**** Page

You are viewing a plain text version of this content. The canonical link for it is here.
Posted to user@tika.apache.org by aravinth thangasami <ar...@gmail.com> on 2017/08/04 08:42:30 UTC

Performance Improvement AutoDetectParser

Hi all,

we are using Tika 1.13.

While instantiating AutoDetectParser we found that the
CompositeExternalParser which actually we don't need, takes up more time.
It because of  ExifTool & FFmpeg.

I tried with removing CompositeExternalParser from Jar and we are seeing an
Improvement.

With TikaConfig I can't achieve that performance by excluding classes from
AutoDetect Parser.

Is there any other way to it without removing it from Jar?



Thanks
Aravinth

Re: Performance Improvement AutoDetectParser

Posted by aravinth thangasami <ar...@gmail.com>.
I tried instantiating using Tika config already  but it still makes call to
ExternalParsers
my configs are

<?xml version="1.0" encoding="UTF-8"?>
<properties>
    <parsers>
        <!-- Default Parser for most things, except for 2 mime types, and never
             use the Executable Parser -->
        <parser class="org.apache.tika.parser.DefaultParser">
            <parser-exclude
class="org.apache.tika.parser.external.CompositeExternalParser"/>
            <parser-exclude
class="org.apache.tika.parser.ocr.TesseractOCRParser"/>
        </parser>
    </parsers>

</properties>



import org.apache.tika.config.TikaConfig;
import org.apache.tika.metadata.Metadata;
import org.apache.tika.parser.AutoDetectParser;
import org.apache.tika.parser.ParseContext;
import org.apache.tika.parser.Parser;
import org.apache.tika.sax.BodyContentHandler;

import java.io.FileInputStream;
import java.io.FileOutputStream;

public class Autodetect
{
    public static void main(String[] args) throws Exception
    {
        long start=System.currentTimeMillis();
        TikaConfig config = new TikaConfig("tika-config.xml");
        AutoDetectParser parser=new AutoDetectParser(config);
        System.out.println("Time for init
"+(System.currentTimeMillis() - start));
        FileInputStream is=new FileInputStream("test.zip");
        FileOutputStream os=new FileOutputStream("out.txt");
        BodyContentHandler contentHandler = new BodyContentHandler(os);
        Metadata metadata=new Metadata();
        ParseContext parseContext=new ParseContext();
        parseContext.set(Parser.class,parser);
        parser.parse(is,contentHandler,metadata,parseContext);

    }

}



On Fri, Aug 4, 2017 at 2:31 PM, Nick Burch <ap...@gagravarr.org> wrote:

> On Fri, 4 Aug 2017, aravinth thangasami wrote:
>
>> we are using Tika 1.13.

********

# Exercises
1. Reproduce the Tika thread verbatim from "Is there any" to "aravinth thangasami <ar...@gmail.com>.".
2. In the Tika thread, which classes does the Java code import from org.apache.tika packages? Give each fully qualified name.
3. Continue the Tika mailing-list thread from the point where it stops.
The records can be left aside; nothing here depends on them.

**** Information provided

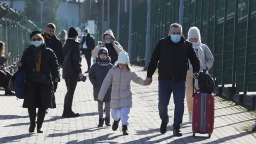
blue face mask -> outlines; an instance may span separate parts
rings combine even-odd
[[[173,43],[177,43],[180,41],[181,35],[171,35],[171,39]]]
[[[111,43],[111,41],[107,41],[107,40],[105,40],[105,42],[107,44],[110,44]]]

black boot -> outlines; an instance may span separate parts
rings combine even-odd
[[[174,137],[182,136],[182,133],[181,133],[179,129],[174,129],[173,132],[173,136]]]
[[[160,133],[162,134],[165,134],[167,132],[167,125],[169,121],[167,122],[162,121],[161,126],[160,126]]]
[[[98,127],[103,127],[103,123],[104,123],[104,118],[103,117],[99,118],[99,124],[98,125]]]
[[[64,109],[63,109],[62,117],[63,118],[66,117],[66,115],[67,115],[67,108],[66,107],[64,107]]]
[[[119,125],[119,122],[121,120],[121,118],[120,117],[118,120],[117,121],[114,121],[113,125],[112,125],[112,130],[115,131],[118,128]]]
[[[129,134],[127,132],[127,130],[128,130],[128,129],[127,129],[127,125],[123,125],[123,127],[122,129],[122,131],[123,131],[123,135],[127,135]]]
[[[110,118],[109,117],[105,117],[105,124],[107,126],[110,126]]]
[[[12,92],[12,91],[10,91],[8,87],[6,87],[5,89],[4,95],[15,95],[15,93]]]
[[[28,115],[30,121],[30,125],[28,128],[28,132],[33,133],[35,131],[36,127],[36,108],[28,108]]]
[[[36,129],[38,133],[43,133],[43,131],[41,130],[43,125],[43,122],[45,116],[45,109],[39,108],[37,112],[37,122],[36,122]]]
[[[80,114],[79,113],[75,113],[73,111],[72,111],[71,107],[67,107],[67,113],[65,117],[66,118],[72,118],[72,117],[77,117],[80,116]]]

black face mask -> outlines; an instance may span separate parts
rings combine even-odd
[[[47,35],[47,36],[48,36],[48,37],[53,37],[53,36],[51,36],[50,35],[49,35],[49,34],[47,34],[46,35]]]

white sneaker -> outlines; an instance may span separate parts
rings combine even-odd
[[[193,119],[193,112],[192,111],[190,111],[188,113],[188,122],[190,123],[192,123],[192,119]]]

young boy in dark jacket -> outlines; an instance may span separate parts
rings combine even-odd
[[[108,50],[103,46],[99,50],[96,63],[93,64],[89,71],[89,79],[93,86],[93,96],[95,101],[98,100],[98,95],[100,91],[103,81],[113,65],[110,63],[111,59],[108,57]],[[98,109],[99,111],[99,125],[98,127],[102,127],[105,121],[107,126],[110,125],[110,94],[111,88],[109,89],[105,95],[103,101],[98,101]],[[103,104],[105,102],[106,108],[106,117],[103,117]]]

********

# Final answers
1.
Is there any other way to it without removing it from Jar?



Thanks
Aravinth

Re: Performance Improvement AutoDetectParser

Posted by aravinth thangasami <ar...@gmail.com>.

2.
org.apache.tika.config.TikaConfig
org.apache.tika.metadata.Metadata
org.apache.tika.parser.AutoDetectParser
org.apache.tika.parser.ParseContext
org.apache.tika.parser.Parser
org.apache.tika.sax.BodyContentHandler

3.
>>
>
> 1.15 is out!
>
> While instantiating AutoDetectParser we found that the
>> CompositeExternalParser which actually we don't need, takes up more time.
>> It because of  ExifTool & FFmpeg.
>>
>> I tried with removing CompositeExternalParser from Jar and we are seeing
>> an
>> Improvement.
>>
>
> You should be able to exclude that from DefaultParser in config with a
> parser-exclude:
> http://tika.apache.org/1.16/configuring.html#Configuring_Parsers
>
> Then make sure you create your AutoDetectParser from the config with that
> exclude
>
> Nick
>

Re: Performance Improvement AutoDetectParser

Posted by Nick Burch <ap...@gagravarr.org>.
On Fri, 4 Aug 2017, aravinth thangasami wrote:
> we are using Tika 1.13.

1.15 is out!

> While instantiating AutoDetectParser we found that the
> CompositeExternalParser which actually we don't need, takes up more time.
> It because of  ExifTool & FFmpeg.
>
> I tried with removing CompositeExternalParser from Jar and we are seeing an
> Improvement.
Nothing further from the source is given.